--- Start Given passage ---
Issue 39: 2016 02 04: Europe rewards the Greek Islands

04 February 2016

Europe Rewards The Greek Islands

with the threat of prosecution.

by Neil Tidmarsh

P1000686aEurope has a plan.

Immigration across the Aegean Sea will not be allowed (any migrant who does cross will be returned) and instead 250,000 asylum seekers a year will be accepted from refugee camps in Turkey.

Attitudes across the continent are hardening.  Last week, the Austrian chancellor Werner Faymann announced a cap on asylum seekers this year; no more than 37,500 will be allowed entry.  The Danish parliament passed a law allowing the confiscation of cash and valuables over a threshold of £1015 from migrants, to pay towards their costs; at the same time, the southern German states of Bavaria and Baden-Wurttemberg announced that they are confiscating asylum-seeking migrants’ assets above a certain limit (€750 and €350 respectively) to pay towards their costs; Switzerland has a limit of €900.

This week, Austria declared that it would deport at least 50,000 migrants and cap asylum claims at 127,500 over the next four years, and it added Morocco, Algeria and Tunisia to its list of ‘safe countries of origin’ from which it will not consider asylum applications.  The Swedish interior minister Anders Ygeman announced that Sweden will repatriate half of the 163,000 migrants who came to the country last year.  In Germany, a hand-grenade was thrown over a fence into a refugee hostel in Villingen-Schwennigen, but failed to explode – one of half a dozen attacks on migrant centres in that country.

Frontiers are being closed, border controls are being reinstated, walls are being built, vigilantes are taking to the streets.  Even Angela Merkel is saying that Germany expects the recent immigrants to return to their homelands once peace has been restored there, and to say ‘danke sehr’ as they leave.

But at least Europe now has a plan.

Is it the right plan? And will it work?
--- End Given passage ---
--- Start Information provided ---
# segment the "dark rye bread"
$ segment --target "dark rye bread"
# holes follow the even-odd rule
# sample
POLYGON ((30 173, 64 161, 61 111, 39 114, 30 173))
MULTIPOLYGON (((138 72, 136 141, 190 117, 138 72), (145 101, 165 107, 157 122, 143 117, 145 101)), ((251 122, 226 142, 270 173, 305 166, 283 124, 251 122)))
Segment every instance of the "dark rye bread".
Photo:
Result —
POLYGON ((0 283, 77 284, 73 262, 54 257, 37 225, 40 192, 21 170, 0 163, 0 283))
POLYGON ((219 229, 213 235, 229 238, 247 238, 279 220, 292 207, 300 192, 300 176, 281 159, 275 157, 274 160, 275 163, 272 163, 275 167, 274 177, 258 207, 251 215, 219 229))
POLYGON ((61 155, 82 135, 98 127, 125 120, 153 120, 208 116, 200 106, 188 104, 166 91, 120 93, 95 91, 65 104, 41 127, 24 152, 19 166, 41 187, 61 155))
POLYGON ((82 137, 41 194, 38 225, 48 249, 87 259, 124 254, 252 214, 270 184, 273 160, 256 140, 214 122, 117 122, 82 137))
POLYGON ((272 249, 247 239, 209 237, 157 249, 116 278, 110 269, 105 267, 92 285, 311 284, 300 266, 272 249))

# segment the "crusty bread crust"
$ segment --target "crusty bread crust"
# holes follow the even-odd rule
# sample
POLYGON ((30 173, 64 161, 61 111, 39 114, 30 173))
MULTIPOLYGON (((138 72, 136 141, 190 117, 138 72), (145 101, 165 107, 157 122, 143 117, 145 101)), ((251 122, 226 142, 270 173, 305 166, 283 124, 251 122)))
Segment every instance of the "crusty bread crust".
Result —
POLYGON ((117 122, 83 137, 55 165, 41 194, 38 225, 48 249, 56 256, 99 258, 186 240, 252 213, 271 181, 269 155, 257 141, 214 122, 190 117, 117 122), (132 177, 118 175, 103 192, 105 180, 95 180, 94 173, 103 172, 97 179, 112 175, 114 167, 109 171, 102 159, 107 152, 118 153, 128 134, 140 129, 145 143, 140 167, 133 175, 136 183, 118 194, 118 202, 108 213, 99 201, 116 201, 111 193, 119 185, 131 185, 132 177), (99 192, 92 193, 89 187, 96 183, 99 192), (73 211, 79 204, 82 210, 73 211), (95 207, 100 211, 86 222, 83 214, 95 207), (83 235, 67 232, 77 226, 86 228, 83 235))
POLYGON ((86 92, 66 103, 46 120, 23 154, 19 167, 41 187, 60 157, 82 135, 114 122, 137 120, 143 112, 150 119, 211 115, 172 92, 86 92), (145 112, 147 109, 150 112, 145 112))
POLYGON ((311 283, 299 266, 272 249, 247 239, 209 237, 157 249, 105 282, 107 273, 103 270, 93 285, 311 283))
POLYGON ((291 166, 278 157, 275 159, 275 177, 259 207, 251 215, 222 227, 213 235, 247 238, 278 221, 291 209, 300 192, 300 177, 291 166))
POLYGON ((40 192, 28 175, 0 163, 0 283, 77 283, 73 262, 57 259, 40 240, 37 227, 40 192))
--- End Information provided ---
Exercise tasks.
**1)** Rewrite the migration article, beginning at the words "Frontiers are being" and stopping after "as they leave.", and replace "walls" with "fences".
**2)** According to the migration article, why are Denmark, Bavaria and Baden-Wurttemberg taking cash and valuables from migrants?
The entries come from a different source than the migration article.

Results for the exercise.
**1)**
Frontiers are being closed, border controls are being reinstated, fences are being built, vigilantes are taking to the streets.  Even Angela Merkel is saying that Germany expects the recent immigrants to return to their homelands once peace has been restored there, and to say ‘danke sehr’ as they leave.

**2)** They take the assets to pay towards the migrants' costs. Denmark's law covers cash and valuables over £1015. Bavaria and Baden-Wurttemberg take assets above €750 and €350 respectively.